EXERCISES:
**1)** Decide whether each statement agrees with the blog post on worrying and planning, and answer yes or no, quoting the deciding words: (a) The writer has been driving for more than thirty years. (b) The theatre example involves tickets for four people. (c) The writer's family considers the writer a worrier.
**2)** In the blog post on worrying and planning, over what span of time does the writer say the change in thinking crept up?
**3)** Retype the part of the blog post on worrying and planning that opens with the words containing "It’s not like" and closes with "become a thing.".

SELECTED TEXT:
Posted on 27/11/18 in Blog
My family would say that I am a worrier – but they are wrong! I don’t worry – I plan (which is not the same thing at all.)
It’s not like I assume that things will go wrong or fret about things that haven’t even happened yet. That would be worrying, right? It’s more that I have a solution for every scenario JUST IN CASE! That’s definitely not worrying. To me that’s just being prepared.
So, for example, imagine we’re going to the theatre and we intend to go in the car. I will have worked out how long it will take to get there in good traffic, bad traffic and also checked the train times just in case the car won’t start. Well, theatre tickets are expensive – especially for six of us and I’m taking no chances. But that’s not anxiety. That’s good planning! Because I’m not the anxious type.
Or at least, I wasn’t . . .
But suddenly being anxious has become a thing.
I’m not sure when it started. It’s kind of crept up on me over the last year or so. For a while I didn’t even notice that my thought processes had changed but then I heard myself talking and I sounded a bit like my mum ( sorry Mum x). ‘I don’t really like driving in the dark/on the motorway/to somewhere I don’t know.’
What?! I’m a competent, independent woman who has been merrily driving herself to new places on the motorway in the dark for over thirty years. Why then did I suddenly feel like this was asking a little too much of me?

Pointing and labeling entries
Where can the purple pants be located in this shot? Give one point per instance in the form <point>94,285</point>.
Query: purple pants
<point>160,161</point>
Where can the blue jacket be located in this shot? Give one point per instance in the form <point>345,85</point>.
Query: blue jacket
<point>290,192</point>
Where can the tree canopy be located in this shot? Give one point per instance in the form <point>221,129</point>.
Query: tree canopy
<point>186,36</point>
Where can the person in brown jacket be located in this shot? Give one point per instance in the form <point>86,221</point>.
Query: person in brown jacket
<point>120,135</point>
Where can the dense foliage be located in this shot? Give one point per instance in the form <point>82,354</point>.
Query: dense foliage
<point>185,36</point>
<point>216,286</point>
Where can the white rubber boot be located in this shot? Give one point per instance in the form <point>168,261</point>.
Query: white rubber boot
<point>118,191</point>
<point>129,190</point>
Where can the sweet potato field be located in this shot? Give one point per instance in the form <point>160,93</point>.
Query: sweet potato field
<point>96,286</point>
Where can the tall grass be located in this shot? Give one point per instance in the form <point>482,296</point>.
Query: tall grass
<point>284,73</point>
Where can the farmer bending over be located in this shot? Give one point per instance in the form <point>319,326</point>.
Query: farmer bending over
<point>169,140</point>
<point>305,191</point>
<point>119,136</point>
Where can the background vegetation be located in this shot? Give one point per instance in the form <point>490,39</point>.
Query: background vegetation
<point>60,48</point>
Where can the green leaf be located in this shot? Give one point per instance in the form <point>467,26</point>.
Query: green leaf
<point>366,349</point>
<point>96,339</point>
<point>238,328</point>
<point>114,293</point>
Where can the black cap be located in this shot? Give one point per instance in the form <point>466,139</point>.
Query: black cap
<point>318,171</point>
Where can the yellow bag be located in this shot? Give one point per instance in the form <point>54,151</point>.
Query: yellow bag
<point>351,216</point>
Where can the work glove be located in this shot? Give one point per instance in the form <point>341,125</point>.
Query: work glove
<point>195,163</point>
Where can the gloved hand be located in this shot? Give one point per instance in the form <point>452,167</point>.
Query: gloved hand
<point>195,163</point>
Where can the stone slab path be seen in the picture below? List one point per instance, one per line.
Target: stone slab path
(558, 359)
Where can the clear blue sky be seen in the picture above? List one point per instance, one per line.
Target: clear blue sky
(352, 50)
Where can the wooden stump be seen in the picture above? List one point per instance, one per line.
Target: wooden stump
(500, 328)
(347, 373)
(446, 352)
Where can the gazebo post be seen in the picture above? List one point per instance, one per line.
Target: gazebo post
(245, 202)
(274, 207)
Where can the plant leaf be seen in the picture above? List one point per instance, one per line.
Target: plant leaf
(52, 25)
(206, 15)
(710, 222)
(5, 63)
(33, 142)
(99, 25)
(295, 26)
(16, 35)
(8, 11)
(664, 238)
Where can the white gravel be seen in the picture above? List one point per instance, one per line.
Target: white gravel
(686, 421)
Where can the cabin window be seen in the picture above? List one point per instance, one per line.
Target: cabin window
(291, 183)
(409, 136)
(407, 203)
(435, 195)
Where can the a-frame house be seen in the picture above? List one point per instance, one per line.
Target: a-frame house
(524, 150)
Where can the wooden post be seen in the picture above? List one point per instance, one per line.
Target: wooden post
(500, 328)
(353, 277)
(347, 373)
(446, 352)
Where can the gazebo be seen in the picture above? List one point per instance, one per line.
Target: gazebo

ANSWERS PROVIDED:
**1)**
(a) Yes: "for over thirty years"
(b) No: "especially for six of us"
(c) Yes: "My family would say that I am a worrier"

**2)** Over the last year or so.

**3)**
It’s not like I assume that things will go wrong or fret about things that haven’t even happened yet. That would be worrying, right? It’s more that I have a solution for every scenario JUST IN CASE! That’s definitely not worrying. To me that’s just being prepared.
So, for example, imagine we’re going to the theatre and we intend to go in the car. I will have worked out how long it will take to get there in good traffic, bad traffic and also checked the train times just in case the car won’t start. Well, theatre tickets are expensive – especially for six of us and I’m taking no chances. But that’s not anxiety. That’s good planning! Because I’m not the anxious type.
Or at least, I wasn’t . . .
But suddenly being anxious has become a thing.